┌─ Record list
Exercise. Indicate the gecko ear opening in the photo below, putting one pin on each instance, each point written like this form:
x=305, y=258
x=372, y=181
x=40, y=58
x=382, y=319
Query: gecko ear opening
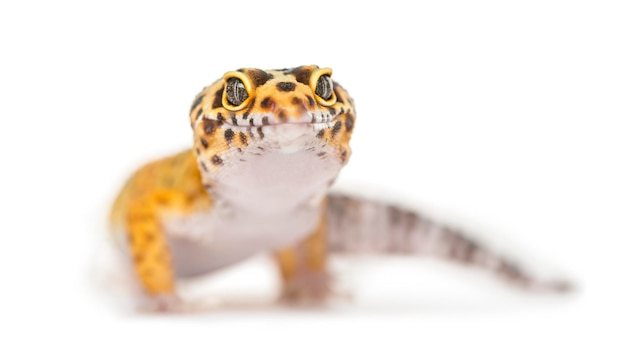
x=237, y=91
x=322, y=86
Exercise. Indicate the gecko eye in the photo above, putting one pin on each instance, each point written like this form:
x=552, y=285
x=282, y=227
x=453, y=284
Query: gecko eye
x=324, y=87
x=236, y=92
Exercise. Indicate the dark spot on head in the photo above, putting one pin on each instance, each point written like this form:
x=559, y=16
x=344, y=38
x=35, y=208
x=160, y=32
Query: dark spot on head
x=259, y=77
x=149, y=236
x=199, y=114
x=217, y=99
x=197, y=102
x=282, y=116
x=336, y=129
x=339, y=96
x=302, y=74
x=243, y=138
x=220, y=118
x=286, y=86
x=216, y=160
x=209, y=126
x=229, y=134
x=349, y=123
x=266, y=103
x=311, y=100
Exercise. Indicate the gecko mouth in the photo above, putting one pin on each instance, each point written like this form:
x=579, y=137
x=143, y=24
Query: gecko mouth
x=260, y=120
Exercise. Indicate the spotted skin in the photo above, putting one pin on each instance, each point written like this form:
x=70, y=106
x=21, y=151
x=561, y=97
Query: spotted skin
x=256, y=179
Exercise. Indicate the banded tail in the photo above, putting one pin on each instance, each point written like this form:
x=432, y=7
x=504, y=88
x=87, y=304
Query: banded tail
x=360, y=225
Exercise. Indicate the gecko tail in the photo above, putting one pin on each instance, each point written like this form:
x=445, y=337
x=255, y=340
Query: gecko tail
x=368, y=226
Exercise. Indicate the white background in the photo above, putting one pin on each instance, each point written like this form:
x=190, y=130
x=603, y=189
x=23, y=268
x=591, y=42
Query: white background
x=505, y=118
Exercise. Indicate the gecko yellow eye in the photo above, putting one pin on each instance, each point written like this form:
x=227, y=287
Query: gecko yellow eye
x=322, y=85
x=237, y=91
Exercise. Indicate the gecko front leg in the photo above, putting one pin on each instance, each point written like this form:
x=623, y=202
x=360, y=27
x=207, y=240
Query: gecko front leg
x=151, y=257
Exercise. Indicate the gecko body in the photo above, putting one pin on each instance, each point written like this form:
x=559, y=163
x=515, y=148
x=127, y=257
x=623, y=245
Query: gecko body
x=268, y=145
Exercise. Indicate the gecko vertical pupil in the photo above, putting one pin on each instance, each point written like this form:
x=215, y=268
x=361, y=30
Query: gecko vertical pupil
x=235, y=91
x=324, y=87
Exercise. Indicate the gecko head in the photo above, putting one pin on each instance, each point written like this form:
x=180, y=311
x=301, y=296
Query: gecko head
x=272, y=119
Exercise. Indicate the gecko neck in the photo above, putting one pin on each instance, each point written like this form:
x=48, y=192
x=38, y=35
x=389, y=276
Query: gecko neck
x=275, y=182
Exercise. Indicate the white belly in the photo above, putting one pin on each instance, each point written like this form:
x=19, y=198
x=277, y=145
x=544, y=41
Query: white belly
x=204, y=242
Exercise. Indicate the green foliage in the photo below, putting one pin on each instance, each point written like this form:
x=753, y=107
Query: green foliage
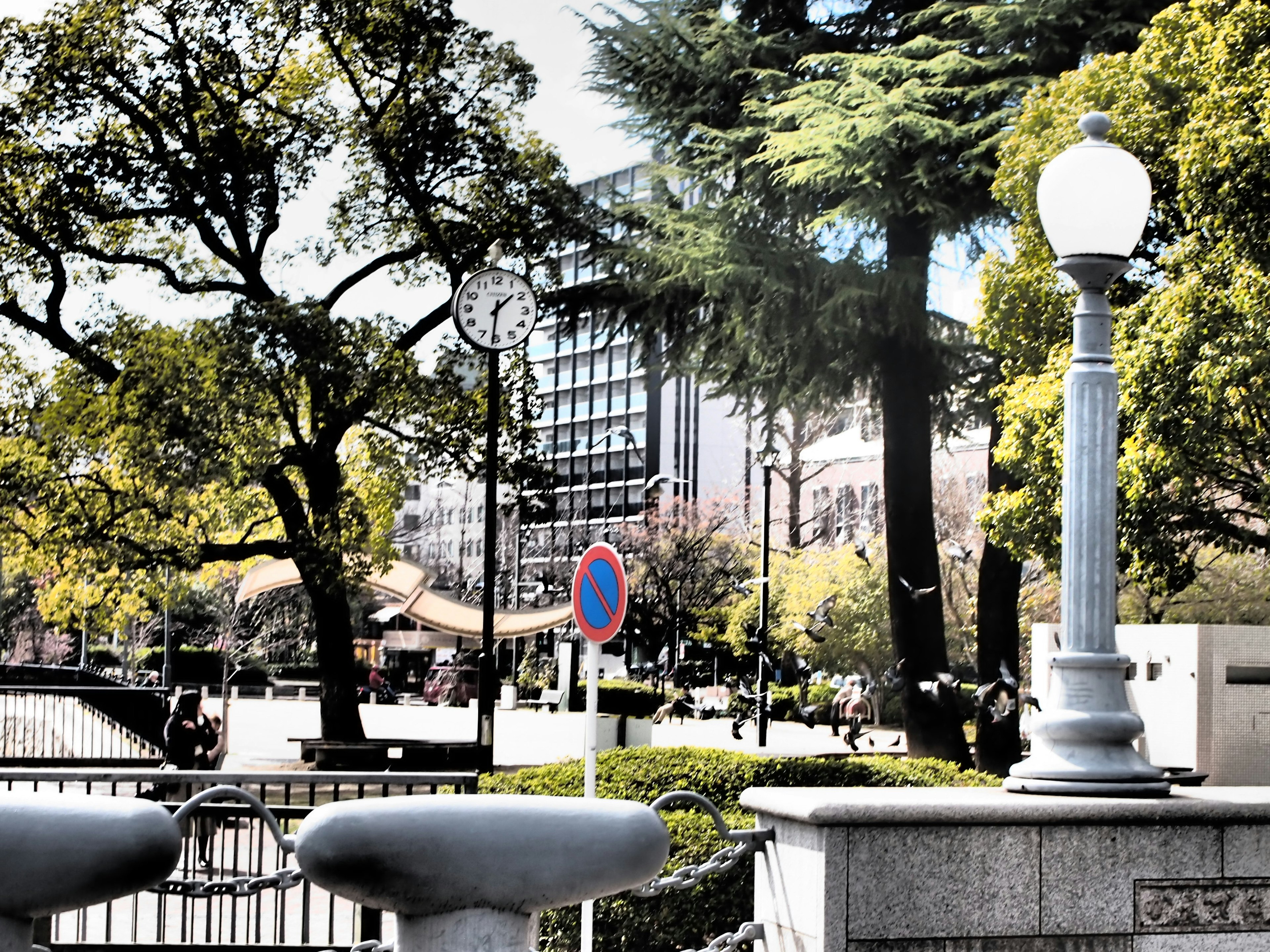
x=684, y=563
x=624, y=697
x=860, y=633
x=689, y=920
x=1191, y=104
x=282, y=426
x=103, y=657
x=646, y=774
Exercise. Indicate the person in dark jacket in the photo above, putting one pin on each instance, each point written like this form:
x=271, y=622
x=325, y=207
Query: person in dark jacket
x=189, y=734
x=191, y=739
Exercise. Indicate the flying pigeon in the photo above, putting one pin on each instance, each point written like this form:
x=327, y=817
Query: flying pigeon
x=913, y=593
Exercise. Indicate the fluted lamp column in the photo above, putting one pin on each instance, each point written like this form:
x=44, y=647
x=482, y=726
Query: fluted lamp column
x=1094, y=201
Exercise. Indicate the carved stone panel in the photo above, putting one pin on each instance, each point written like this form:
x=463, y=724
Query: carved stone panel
x=1202, y=905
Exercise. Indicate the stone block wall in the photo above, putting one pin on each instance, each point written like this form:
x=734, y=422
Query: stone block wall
x=990, y=871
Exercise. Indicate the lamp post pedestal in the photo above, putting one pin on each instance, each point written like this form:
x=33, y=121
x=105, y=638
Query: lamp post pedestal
x=1084, y=742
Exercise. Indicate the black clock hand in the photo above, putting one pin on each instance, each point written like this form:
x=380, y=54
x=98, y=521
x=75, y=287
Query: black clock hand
x=493, y=329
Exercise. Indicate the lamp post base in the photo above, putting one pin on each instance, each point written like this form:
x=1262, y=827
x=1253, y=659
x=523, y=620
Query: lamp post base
x=1087, y=789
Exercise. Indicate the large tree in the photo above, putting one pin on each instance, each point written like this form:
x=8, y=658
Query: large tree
x=168, y=136
x=860, y=135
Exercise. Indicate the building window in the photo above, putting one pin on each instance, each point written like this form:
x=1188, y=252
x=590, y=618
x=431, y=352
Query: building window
x=848, y=513
x=822, y=513
x=869, y=508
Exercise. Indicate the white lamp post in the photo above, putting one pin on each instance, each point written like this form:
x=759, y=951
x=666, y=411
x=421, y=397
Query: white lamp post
x=1094, y=201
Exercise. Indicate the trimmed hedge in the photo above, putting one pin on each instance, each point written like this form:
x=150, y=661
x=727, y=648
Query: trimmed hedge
x=628, y=697
x=691, y=918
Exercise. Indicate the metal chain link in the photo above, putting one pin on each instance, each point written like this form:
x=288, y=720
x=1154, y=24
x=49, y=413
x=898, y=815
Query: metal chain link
└─
**Work to do**
Rewrite the stretch from the start of the material through the line containing "x=236, y=92", requests included, shifting every answer coordinate by adding 139 to both x and y while leaving the requests and their format samples unchanged. Leave the pictures out.

**Result**
Exercise. Indicate the gecko ear opening in the photo below, putting one pin on each instance, each point written like this form:
x=305, y=258
x=372, y=181
x=40, y=58
x=382, y=319
Query: gecko ear opening
x=376, y=230
x=461, y=225
Exercise. Indicate the gecko eye in the photo above, putting one pin on each instance, each point written like this form:
x=552, y=285
x=282, y=227
x=453, y=284
Query: gecko eye
x=463, y=226
x=375, y=231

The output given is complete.